In the account of the Ireland vacation below, what did the travelers switch to for directions after their bad experiences with the rental company's GPS unit?

___ SOURCE EXTRACT

Over the last couple of months, I’ve written about the anxiety I’ve been having regarding our vacation in Ireland. There’s been the overplanning, overscheduling, overspending, and the trying to make sure that everything went perfectly (like that was going to happen). I had anxiety about whether I would pack too much or too little, whether I could sleep on the plane, whether I could find things to eat comfortably (after recovering from dental surgery). Anxiety about whether I could find help with my mobility challenges in the airports and at my destinations. Anxiety about driving on the left. Et endless cetera.
As my therapist noted when I spoke to her after my return, it was good I took my anti-anxiety meds with me. (I made sure to pack them, even though I haven’t been taking them every day since consulting with my prescribing psychiatrist. I packed all my other psychotropics too, of course. I also carried my sleeping aid, which I’ve also stopped taking regularly, for the plane flights, but didn’t need it.)
Many of the anxieties I encountered in Ireland did indeed have to do with driving. I tried driving the rental car once, but I was too nervous to continue that. My husband ended up doing all the driving and I navigated. After some bad experiences with the GPS unit that the car rental company provided, we switched to using Google Maps on my phone, both of which fortunately worked in Ireland. I was in charge of transmitting the directions to Dan and trying to translate kilometers into miles for him.
One of the first difficulties we had before we defaulted to Google Maps was when we were heading to our first bed-and-breakfast reservation (the accommodations were arranged in advance by the travel company, so I didn’t have to have anxiety about where we were going to sleep each night). The GPS took us on a series of narrow, stony roads that ended up with us running off the one lane and into a ditch. After the initial shock and the realization that we couldn’t simply rock the car out of it, though, I wasn’t really all that anxious, perhaps because it was late at night and I was emotionally as well as physically exhausted.
I had a flashlight in my purse (something I almost always carry). My husband took it and set off on foot to find help, while I waited with the car. In about half an hour he returned with a local couple of lovely, helpful people, who drove us and our luggage to the b-n-b (which was actually quite nearby). They also came back in the morning to pull the car out of the ditch and pulled out a minor dent for us, and they accepted a modest amount of Euros for all their help. All things considered, it could have been much worse. I fell into bed that night and slept soundly.

______
___ RECORDS SHOWN

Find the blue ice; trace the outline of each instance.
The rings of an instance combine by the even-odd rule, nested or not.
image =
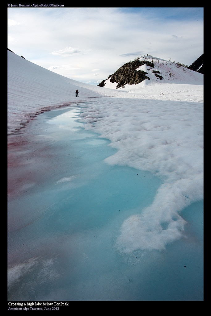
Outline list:
[[[203,301],[202,202],[184,210],[185,236],[165,251],[120,253],[123,222],[162,183],[106,163],[115,150],[79,112],[52,110],[27,126],[19,172],[31,176],[9,199],[8,300]]]

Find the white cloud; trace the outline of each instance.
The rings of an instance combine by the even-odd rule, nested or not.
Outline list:
[[[56,65],[59,74],[83,82],[92,81],[92,72],[101,81],[106,79],[138,56],[148,53],[189,65],[203,52],[202,19],[194,18],[193,9],[188,11],[191,19],[184,13],[182,18],[182,8],[8,11],[9,49],[47,69]],[[177,19],[170,19],[175,12]],[[63,67],[64,58],[68,67]]]
[[[50,54],[53,55],[62,56],[64,57],[69,56],[74,56],[76,54],[85,54],[84,50],[79,49],[79,48],[74,48],[73,47],[66,47],[64,49],[59,51],[52,52]]]

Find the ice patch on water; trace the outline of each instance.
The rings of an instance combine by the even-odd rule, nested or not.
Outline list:
[[[32,258],[25,262],[9,268],[7,281],[8,286],[11,285],[28,272],[34,266],[37,264],[38,259],[38,258]]]
[[[76,179],[78,177],[78,175],[70,176],[70,177],[67,177],[65,178],[62,178],[60,180],[57,181],[56,183],[61,183],[63,182],[67,182],[69,181],[72,181],[73,180]]]

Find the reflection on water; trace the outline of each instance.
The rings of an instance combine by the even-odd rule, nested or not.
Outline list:
[[[9,151],[8,300],[203,300],[201,240],[191,230],[166,251],[115,248],[123,221],[161,183],[105,163],[115,150],[84,130],[79,111],[39,115]]]

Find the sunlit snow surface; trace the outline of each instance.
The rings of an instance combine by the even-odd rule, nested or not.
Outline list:
[[[111,92],[49,72],[48,92],[14,59],[9,133],[72,105],[8,137],[9,300],[202,301],[203,75]]]

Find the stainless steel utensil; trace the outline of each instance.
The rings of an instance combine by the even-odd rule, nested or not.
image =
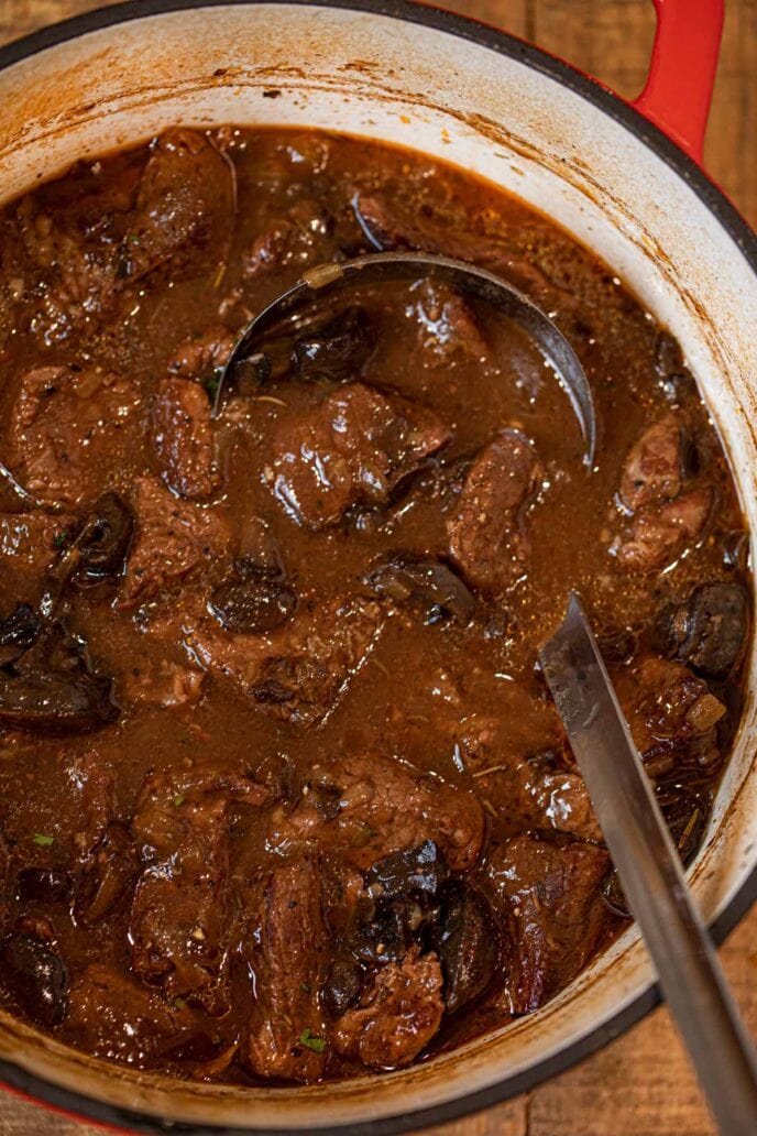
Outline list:
[[[578,356],[557,325],[532,300],[483,268],[462,260],[424,252],[377,252],[342,264],[320,265],[303,274],[297,283],[268,304],[243,329],[220,376],[213,417],[220,414],[237,364],[252,353],[256,343],[274,329],[296,328],[297,320],[317,302],[355,286],[387,281],[441,279],[456,291],[493,304],[519,324],[538,345],[562,384],[583,435],[587,466],[594,462],[597,436],[591,389]]]
[[[713,1116],[726,1136],[755,1136],[755,1050],[575,594],[540,659],[625,897]]]

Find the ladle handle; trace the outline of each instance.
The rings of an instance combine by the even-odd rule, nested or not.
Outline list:
[[[654,0],[657,33],[636,109],[701,165],[724,0]]]

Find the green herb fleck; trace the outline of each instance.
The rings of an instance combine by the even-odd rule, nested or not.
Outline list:
[[[313,1053],[322,1053],[326,1049],[326,1038],[317,1037],[310,1029],[310,1026],[300,1034],[300,1045],[304,1045],[306,1049],[312,1050]]]
[[[216,370],[212,373],[212,375],[209,375],[208,378],[202,384],[204,389],[208,391],[208,394],[210,395],[211,399],[215,399],[216,395],[218,394],[218,387],[220,386],[221,383],[221,373],[222,373],[222,367],[216,367]]]

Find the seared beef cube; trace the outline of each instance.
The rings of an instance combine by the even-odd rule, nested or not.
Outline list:
[[[743,657],[749,594],[741,584],[700,584],[685,603],[666,607],[658,624],[658,638],[670,658],[708,678],[726,678]]]
[[[402,962],[378,970],[359,1005],[335,1024],[339,1053],[369,1069],[410,1064],[441,1025],[441,967],[436,954],[412,949]]]
[[[641,506],[672,501],[681,492],[683,424],[665,415],[631,449],[621,476],[621,501],[636,512]]]
[[[0,721],[41,734],[84,734],[118,718],[113,679],[93,669],[86,644],[61,620],[12,666],[0,667]]]
[[[283,421],[274,494],[298,524],[325,528],[353,506],[384,504],[448,440],[434,411],[360,383],[342,386],[302,420]]]
[[[514,429],[503,431],[471,467],[448,523],[449,552],[482,592],[506,592],[525,571],[527,511],[539,478],[533,446]]]
[[[633,741],[650,776],[693,760],[710,767],[720,760],[717,722],[725,707],[680,662],[645,659],[616,678],[617,695]]]
[[[631,538],[617,549],[617,559],[633,571],[666,567],[700,536],[712,509],[713,491],[706,486],[642,509],[634,517]]]
[[[134,893],[132,966],[167,994],[217,1008],[226,942],[229,803],[260,803],[254,782],[160,775],[142,788],[132,832],[144,864]]]
[[[552,828],[583,841],[602,843],[599,821],[580,774],[567,769],[539,771],[529,777],[529,792]]]
[[[199,628],[190,638],[197,659],[276,718],[322,721],[365,661],[382,626],[372,600],[333,600],[269,635]]]
[[[11,411],[8,463],[33,496],[75,506],[107,470],[128,466],[137,437],[138,389],[98,369],[27,371]]]
[[[121,584],[119,607],[153,600],[208,559],[222,556],[225,524],[213,513],[177,501],[150,477],[134,483],[136,536]]]
[[[328,935],[321,895],[318,864],[309,855],[275,868],[263,886],[251,936],[258,1000],[245,1046],[245,1063],[259,1077],[303,1081],[323,1075],[328,1054],[319,991]]]
[[[314,841],[368,869],[382,855],[434,841],[452,871],[483,847],[483,809],[472,793],[375,754],[343,755],[313,768],[309,792],[271,817],[270,847]]]
[[[331,227],[328,212],[318,201],[295,201],[255,236],[244,259],[245,276],[259,279],[287,268],[302,274],[312,265],[331,260],[338,251],[336,242],[329,240]]]
[[[195,383],[209,386],[212,393],[212,381],[226,366],[233,346],[234,336],[219,324],[204,335],[179,344],[171,354],[168,369],[179,378],[191,378]]]
[[[152,408],[160,473],[179,496],[201,500],[218,487],[210,401],[199,383],[161,378]]]
[[[510,927],[510,997],[531,1013],[575,978],[599,944],[609,857],[592,844],[516,836],[491,855],[495,905]]]
[[[234,211],[230,160],[196,131],[166,131],[142,174],[120,275],[137,279],[167,261],[209,270],[227,256]]]
[[[197,1030],[194,1012],[182,1000],[95,962],[72,985],[66,1036],[98,1058],[151,1063]]]

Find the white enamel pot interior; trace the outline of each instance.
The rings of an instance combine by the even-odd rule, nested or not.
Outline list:
[[[0,52],[0,201],[175,123],[326,127],[401,143],[555,217],[681,341],[757,532],[755,237],[619,99],[520,41],[402,0],[143,0]],[[743,726],[690,877],[721,935],[755,893],[755,713],[752,658]],[[396,1131],[529,1087],[655,1001],[630,930],[540,1012],[404,1072],[296,1089],[186,1085],[99,1063],[0,1017],[0,1075],[143,1130],[166,1120],[193,1131]]]

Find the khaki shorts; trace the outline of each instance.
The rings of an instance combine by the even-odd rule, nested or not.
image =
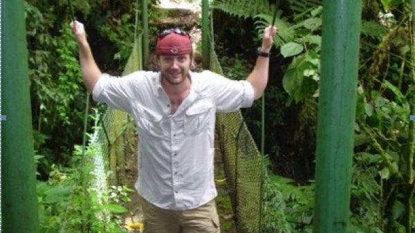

______

▶ [EXERCISE RESULT] Google Maps on the writer's phone.